Consigne A » Relevez toutes les formes verbales conjuguées au futur simple dans l'extrait ci-dessous.

════

Il ressort de ce sondage qu'un seul élève sur cinq était en faveur, en juin, d'un passage automatique à l'année supérieure dans l'enseignement secondaire. Mais le CEF affirme tout de même dans ses recommandations qui nous sont destinées qu'il faut que le passage à l'année supérieure soit automatisé. Il s'agit donc de prises de position politiques. Il s'agit en tout cas d'une idéologie, d'une prise de position, qui n'est pas partagée par tous les étudiants. La preuve en est que dans le sondage même du CEF, seul un élève sur cinq est d'accord avec la position finalement prise par le CEF.
Ce simple exemple démontre qu'un syndicat étudiant ne va pas toujours aller dans le sens de la majorité des élèves consultés, qu'il a des prises de positions plus politiques et qu'il ne pourra donc pas en lui-même être pluraliste. C'est le problème que nous rencontrons actuellement avec la FEF de l'enseignement supérieur.
J'espère donc, Madame la Ministre, que vous tiendrez compte de mes réflexions. Je ne manquerai pas de revenir vers vous à ce sujet, mais de grâce, ne commettez pas la même erreur que dans l'enseignement supérieur. Nous sommes vraiment dans la même problématique.

════

Consigne B » Recopiez les lignes de la liste ci-dessous, de celle qui contient « Tag every instance of the man with » jusqu'à la fin de la liste, ces deux bornes comprises.

════

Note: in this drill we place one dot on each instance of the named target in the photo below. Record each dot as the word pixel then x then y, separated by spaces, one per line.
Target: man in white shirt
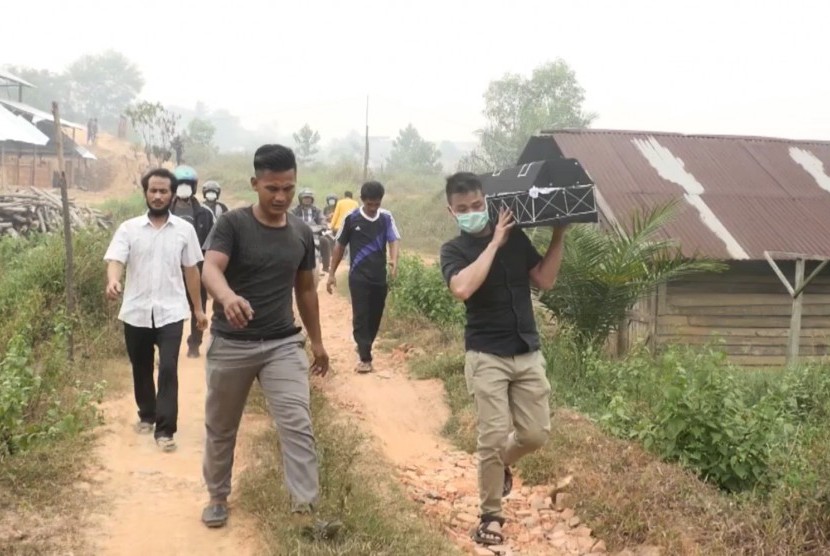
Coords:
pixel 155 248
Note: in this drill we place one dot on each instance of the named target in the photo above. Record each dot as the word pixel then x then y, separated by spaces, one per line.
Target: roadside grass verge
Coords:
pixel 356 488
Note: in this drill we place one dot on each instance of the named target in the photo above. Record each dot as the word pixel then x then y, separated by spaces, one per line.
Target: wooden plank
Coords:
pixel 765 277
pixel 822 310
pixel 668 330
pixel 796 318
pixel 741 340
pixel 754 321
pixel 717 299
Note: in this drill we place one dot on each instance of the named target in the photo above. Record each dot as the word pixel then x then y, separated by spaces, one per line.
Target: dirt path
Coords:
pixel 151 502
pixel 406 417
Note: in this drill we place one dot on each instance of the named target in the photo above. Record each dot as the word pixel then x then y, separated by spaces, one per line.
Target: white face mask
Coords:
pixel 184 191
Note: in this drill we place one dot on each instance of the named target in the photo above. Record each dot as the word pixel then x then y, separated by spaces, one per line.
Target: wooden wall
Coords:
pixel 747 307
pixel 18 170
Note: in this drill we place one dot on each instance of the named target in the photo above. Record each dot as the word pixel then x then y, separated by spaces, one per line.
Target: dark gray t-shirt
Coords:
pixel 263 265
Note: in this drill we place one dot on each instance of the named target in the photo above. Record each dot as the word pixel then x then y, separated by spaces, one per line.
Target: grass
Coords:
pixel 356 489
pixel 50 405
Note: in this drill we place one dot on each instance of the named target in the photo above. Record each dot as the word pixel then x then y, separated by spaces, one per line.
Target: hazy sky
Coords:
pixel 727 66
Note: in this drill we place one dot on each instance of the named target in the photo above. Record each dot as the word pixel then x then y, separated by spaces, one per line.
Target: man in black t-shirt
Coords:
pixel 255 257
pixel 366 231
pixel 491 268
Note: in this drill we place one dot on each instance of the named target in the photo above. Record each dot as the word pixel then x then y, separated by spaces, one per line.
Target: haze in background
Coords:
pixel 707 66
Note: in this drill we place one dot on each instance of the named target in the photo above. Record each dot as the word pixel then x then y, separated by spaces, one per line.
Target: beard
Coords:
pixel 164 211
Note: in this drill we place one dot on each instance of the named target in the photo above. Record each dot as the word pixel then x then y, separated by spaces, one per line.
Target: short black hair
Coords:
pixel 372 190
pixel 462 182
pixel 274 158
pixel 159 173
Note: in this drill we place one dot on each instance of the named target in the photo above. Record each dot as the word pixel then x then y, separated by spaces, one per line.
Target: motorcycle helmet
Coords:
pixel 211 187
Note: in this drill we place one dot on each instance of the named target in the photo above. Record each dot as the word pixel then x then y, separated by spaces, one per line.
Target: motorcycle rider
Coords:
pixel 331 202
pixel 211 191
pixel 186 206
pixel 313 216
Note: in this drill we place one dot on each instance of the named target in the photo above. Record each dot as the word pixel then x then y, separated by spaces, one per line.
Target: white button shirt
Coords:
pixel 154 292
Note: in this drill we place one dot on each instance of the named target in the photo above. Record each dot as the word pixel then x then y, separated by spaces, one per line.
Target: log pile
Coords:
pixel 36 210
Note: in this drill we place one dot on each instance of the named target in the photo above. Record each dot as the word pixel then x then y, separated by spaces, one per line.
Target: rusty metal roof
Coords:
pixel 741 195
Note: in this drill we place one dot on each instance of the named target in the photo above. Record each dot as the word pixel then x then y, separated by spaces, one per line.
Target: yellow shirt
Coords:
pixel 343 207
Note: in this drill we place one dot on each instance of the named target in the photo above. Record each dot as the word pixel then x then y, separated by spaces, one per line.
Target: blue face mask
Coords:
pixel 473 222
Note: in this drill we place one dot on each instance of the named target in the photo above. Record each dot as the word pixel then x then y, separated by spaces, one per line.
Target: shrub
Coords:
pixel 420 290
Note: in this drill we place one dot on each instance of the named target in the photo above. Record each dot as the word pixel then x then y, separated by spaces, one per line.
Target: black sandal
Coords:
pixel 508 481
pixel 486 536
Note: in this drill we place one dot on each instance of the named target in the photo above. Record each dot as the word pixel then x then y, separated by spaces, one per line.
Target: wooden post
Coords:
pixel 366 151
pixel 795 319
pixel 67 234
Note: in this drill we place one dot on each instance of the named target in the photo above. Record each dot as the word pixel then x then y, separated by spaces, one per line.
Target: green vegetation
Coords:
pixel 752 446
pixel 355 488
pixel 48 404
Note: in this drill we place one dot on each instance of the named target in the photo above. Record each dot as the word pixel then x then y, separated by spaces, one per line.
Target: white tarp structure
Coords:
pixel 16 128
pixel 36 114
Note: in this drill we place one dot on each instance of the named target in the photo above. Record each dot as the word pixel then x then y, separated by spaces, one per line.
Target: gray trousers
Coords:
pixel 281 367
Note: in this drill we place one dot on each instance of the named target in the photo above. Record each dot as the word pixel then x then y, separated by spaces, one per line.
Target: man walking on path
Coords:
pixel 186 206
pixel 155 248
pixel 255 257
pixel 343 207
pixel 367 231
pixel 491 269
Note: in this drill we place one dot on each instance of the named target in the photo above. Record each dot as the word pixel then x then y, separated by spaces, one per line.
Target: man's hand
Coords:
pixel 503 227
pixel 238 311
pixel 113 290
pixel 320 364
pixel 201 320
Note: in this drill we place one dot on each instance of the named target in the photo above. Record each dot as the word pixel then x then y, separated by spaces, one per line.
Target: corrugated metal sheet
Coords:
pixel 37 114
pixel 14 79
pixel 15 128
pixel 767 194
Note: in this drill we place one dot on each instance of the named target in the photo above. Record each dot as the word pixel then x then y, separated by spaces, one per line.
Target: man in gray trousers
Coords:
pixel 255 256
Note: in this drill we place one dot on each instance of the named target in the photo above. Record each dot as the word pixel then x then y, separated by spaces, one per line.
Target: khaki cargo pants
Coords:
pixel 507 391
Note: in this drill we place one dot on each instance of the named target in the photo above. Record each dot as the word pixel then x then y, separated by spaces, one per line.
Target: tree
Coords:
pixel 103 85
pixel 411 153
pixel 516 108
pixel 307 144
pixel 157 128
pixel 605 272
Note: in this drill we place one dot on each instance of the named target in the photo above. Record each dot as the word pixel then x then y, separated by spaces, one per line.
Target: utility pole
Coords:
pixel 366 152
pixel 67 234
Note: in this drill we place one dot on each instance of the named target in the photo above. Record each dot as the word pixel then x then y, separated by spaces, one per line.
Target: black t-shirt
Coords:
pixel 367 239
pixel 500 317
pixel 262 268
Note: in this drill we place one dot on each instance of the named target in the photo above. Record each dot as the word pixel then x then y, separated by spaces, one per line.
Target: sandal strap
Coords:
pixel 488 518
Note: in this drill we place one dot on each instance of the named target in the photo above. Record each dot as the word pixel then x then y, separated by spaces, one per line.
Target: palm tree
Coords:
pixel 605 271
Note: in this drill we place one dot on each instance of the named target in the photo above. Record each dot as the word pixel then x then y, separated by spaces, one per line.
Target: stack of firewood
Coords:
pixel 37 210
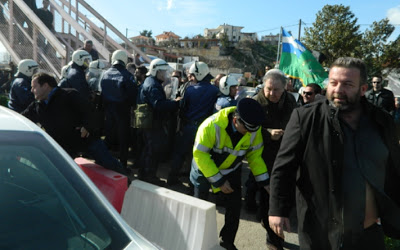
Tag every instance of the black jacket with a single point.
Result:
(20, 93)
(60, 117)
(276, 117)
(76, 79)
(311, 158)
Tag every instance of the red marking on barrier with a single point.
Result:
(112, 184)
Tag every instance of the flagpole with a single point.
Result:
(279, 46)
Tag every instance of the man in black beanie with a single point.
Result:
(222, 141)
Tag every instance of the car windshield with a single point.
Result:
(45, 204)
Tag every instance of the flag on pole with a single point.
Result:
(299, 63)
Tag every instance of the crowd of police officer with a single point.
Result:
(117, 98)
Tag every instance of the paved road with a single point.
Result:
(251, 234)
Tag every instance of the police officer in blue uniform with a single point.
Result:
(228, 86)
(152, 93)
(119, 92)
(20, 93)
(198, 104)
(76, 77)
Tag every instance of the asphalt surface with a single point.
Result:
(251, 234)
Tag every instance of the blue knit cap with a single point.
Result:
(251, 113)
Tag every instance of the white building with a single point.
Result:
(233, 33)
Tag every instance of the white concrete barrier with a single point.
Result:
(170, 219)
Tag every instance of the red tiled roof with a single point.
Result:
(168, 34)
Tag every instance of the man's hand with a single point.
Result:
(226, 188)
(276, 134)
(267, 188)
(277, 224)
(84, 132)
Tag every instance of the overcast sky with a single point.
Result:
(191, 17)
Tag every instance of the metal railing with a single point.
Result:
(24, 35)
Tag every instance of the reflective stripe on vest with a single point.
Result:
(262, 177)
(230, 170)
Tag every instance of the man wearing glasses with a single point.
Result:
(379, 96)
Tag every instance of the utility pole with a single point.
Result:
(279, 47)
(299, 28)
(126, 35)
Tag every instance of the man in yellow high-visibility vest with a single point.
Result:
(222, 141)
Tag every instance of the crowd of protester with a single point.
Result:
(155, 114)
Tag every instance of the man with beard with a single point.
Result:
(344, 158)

════

Réponse A »
pourra
tiendrez
manquerai

Réponse B »
Tag every instance of the man with beard with a single point.
Result:
(344, 158)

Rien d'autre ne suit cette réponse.